§ YOUR TASK: Write out, word for word, every line from the one containing "drainpipe in the photo above." through the final line of the records.

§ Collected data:
* * * *
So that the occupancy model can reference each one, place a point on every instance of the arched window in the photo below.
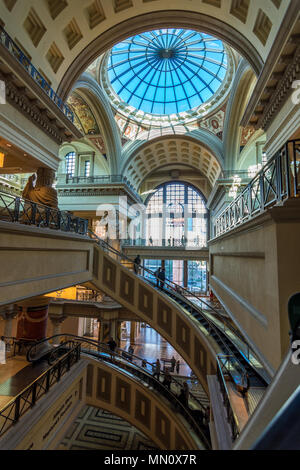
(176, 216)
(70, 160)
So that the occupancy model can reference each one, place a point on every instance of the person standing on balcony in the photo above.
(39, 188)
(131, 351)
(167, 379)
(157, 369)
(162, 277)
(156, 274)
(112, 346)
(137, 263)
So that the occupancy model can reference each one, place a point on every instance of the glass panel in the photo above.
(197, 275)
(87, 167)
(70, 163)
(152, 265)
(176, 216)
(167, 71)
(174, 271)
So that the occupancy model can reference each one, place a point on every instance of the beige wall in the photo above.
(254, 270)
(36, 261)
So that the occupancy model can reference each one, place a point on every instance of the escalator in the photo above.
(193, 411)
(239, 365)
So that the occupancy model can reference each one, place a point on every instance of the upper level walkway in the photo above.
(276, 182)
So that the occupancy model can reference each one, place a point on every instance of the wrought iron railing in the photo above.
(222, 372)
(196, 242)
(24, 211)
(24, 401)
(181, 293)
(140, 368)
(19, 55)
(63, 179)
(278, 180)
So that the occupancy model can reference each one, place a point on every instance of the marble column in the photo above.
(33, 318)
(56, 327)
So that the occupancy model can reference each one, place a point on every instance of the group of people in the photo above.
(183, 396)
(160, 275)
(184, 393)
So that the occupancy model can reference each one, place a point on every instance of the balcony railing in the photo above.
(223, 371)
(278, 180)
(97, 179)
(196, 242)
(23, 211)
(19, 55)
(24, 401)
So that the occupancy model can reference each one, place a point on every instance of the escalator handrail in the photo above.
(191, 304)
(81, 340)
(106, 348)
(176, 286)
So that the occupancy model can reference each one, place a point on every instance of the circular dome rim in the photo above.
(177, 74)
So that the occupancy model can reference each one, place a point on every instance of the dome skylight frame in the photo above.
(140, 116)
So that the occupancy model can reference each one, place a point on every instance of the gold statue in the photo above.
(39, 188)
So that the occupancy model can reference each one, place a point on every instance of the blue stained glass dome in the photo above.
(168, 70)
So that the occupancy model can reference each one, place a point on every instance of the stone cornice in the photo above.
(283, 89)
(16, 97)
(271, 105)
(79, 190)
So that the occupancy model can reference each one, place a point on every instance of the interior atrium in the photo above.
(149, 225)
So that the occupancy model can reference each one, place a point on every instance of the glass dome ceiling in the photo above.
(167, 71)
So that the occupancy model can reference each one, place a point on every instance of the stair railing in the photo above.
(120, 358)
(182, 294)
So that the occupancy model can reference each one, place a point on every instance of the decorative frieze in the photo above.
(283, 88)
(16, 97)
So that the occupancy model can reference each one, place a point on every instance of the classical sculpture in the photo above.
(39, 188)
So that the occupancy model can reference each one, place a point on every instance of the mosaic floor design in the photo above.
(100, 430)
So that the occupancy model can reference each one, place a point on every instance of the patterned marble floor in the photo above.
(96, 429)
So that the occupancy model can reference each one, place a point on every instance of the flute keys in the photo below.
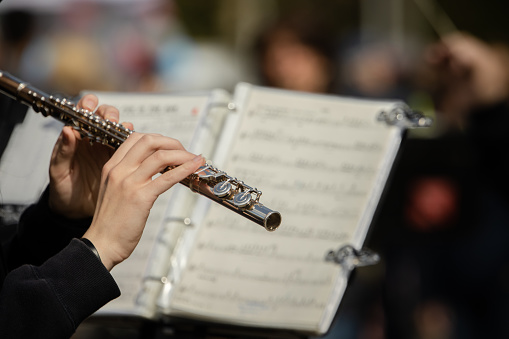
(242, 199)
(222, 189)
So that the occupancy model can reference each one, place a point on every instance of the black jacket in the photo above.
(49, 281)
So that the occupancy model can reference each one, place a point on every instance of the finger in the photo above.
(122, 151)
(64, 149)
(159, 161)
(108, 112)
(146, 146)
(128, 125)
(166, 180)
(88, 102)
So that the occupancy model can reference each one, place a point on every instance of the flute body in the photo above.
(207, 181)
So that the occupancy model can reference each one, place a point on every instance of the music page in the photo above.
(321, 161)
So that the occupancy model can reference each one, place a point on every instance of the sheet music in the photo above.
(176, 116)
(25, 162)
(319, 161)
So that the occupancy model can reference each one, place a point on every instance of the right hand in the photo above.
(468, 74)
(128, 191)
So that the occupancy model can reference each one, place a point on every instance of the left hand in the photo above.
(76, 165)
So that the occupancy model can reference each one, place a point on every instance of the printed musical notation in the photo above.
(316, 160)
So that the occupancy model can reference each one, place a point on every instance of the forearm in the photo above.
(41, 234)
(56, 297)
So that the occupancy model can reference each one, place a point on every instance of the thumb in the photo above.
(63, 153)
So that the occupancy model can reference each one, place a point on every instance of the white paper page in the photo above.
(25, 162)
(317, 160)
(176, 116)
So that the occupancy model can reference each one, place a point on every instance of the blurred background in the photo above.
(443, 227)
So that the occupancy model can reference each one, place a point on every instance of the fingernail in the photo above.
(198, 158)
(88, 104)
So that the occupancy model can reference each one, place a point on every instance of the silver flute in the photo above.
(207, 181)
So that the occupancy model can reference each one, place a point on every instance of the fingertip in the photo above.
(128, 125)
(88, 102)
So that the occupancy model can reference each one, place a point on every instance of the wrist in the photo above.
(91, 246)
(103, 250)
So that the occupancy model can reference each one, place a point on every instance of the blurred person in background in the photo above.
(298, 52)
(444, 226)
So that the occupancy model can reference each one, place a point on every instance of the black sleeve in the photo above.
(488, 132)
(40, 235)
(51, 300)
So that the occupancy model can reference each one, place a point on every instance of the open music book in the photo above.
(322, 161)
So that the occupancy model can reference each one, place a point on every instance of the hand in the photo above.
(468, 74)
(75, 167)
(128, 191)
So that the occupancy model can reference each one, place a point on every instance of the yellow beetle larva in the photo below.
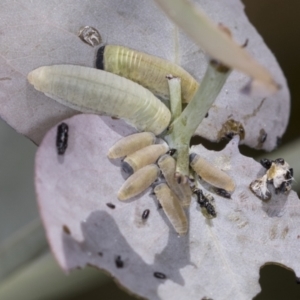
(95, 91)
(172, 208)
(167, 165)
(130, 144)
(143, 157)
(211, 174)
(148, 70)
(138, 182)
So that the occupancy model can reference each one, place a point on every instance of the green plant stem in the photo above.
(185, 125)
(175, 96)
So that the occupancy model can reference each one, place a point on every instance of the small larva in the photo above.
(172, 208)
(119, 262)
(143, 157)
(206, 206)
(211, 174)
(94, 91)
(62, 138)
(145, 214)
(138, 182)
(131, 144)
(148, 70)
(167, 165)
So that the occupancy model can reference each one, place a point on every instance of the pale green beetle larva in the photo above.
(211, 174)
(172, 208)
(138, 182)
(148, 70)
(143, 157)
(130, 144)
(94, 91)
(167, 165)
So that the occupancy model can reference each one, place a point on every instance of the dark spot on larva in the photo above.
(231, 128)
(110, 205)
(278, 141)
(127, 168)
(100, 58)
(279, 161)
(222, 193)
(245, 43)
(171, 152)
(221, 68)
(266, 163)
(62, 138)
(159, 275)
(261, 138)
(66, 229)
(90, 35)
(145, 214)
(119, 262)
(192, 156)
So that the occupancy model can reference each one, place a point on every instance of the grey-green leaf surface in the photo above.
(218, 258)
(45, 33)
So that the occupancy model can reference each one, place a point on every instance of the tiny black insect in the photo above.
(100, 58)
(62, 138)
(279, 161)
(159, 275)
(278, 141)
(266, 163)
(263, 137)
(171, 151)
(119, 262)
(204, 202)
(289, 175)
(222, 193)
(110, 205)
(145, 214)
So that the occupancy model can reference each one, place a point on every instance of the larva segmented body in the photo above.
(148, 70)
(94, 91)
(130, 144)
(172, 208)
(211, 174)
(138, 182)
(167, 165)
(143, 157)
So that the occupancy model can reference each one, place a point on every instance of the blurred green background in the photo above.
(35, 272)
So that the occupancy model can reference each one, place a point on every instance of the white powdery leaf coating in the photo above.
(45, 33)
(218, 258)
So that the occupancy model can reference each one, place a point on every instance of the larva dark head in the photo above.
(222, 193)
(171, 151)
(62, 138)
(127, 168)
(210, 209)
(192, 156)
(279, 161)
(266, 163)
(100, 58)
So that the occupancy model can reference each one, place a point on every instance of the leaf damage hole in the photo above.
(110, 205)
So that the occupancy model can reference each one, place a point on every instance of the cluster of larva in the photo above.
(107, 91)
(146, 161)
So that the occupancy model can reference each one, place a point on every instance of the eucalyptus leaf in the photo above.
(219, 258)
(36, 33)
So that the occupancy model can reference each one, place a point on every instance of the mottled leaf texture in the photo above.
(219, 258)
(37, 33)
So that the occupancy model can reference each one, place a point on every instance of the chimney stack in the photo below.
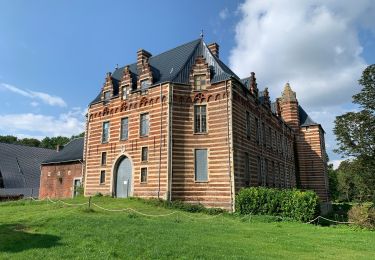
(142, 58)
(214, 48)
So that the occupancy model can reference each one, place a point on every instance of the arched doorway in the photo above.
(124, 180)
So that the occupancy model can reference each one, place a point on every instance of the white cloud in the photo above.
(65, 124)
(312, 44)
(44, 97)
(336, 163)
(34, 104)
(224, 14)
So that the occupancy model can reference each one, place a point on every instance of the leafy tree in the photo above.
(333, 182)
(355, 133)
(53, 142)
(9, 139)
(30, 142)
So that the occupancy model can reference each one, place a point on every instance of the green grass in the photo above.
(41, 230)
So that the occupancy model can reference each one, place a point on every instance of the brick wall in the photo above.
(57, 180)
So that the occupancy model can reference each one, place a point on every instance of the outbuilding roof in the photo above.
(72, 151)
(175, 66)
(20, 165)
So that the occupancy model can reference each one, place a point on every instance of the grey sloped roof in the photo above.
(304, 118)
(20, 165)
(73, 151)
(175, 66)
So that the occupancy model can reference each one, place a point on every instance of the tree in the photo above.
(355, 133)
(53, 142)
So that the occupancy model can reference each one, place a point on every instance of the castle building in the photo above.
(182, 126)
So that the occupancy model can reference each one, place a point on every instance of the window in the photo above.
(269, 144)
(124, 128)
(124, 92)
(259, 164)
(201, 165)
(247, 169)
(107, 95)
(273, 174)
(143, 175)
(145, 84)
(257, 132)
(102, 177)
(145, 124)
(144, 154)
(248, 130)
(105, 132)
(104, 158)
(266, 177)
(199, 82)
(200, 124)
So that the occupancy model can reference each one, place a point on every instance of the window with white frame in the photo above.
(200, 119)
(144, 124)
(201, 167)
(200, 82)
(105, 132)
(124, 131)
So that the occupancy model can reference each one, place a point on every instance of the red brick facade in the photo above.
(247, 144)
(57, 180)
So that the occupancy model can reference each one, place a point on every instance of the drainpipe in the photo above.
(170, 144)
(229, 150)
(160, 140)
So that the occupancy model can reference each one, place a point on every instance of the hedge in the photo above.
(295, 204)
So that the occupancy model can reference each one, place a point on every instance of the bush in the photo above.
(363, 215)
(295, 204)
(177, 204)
* * * *
§ RESPONSE BELOW:
So that the occupancy model can reference each one, place a point on every instance of the drainpipe in the photo above.
(170, 144)
(229, 150)
(160, 140)
So that the occupancy model can reference each one, place a point on every instance of the hedge in the photo above.
(295, 204)
So that the occupancy model can reference each one, place a point on every instance of the bush in the photo above.
(363, 215)
(295, 204)
(177, 204)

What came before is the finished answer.